* _Exercise directions_
Repeat the rows from the start through the line containing "[[[52,166],[0,187],[0,209],[68,209],[72,194],[71,168]]]", inclusive, renaming "segmenter" to "labeler" and changing nothing else. Return only those lines.

* _Listed records_
----
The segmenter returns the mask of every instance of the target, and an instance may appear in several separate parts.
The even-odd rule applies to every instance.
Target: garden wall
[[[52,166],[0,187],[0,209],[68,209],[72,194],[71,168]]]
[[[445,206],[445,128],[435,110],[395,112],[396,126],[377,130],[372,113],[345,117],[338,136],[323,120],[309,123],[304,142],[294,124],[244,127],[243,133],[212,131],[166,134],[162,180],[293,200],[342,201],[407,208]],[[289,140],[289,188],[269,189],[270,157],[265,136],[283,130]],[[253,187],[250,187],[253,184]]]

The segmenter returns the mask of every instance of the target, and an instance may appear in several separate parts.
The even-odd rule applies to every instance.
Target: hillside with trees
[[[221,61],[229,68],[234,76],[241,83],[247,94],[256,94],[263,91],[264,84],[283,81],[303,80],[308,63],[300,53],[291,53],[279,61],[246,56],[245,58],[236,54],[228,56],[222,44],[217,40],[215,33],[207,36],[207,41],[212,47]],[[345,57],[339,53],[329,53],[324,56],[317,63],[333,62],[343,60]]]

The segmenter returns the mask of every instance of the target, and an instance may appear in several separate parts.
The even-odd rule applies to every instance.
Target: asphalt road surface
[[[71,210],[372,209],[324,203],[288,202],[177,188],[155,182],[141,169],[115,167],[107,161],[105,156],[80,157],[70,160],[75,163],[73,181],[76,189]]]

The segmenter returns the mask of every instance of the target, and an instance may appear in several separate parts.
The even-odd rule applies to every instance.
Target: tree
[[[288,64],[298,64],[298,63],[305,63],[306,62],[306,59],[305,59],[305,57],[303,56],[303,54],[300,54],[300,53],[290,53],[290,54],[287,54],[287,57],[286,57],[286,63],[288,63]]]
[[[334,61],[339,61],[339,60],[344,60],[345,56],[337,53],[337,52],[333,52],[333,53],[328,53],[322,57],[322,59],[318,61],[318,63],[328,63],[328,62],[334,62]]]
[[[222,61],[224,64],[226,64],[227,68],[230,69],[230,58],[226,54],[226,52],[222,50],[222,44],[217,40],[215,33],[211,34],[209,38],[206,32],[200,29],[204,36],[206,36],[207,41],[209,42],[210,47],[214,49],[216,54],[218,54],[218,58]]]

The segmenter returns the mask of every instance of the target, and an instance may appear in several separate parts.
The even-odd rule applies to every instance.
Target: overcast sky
----
* _Problem solution_
The labeler returns the mask of every instance of the target, and an instance may appear in several separate parts.
The even-odd rule applies to every instance.
Target: garden wall
[[[52,166],[0,187],[0,209],[68,209],[72,194],[71,168]]]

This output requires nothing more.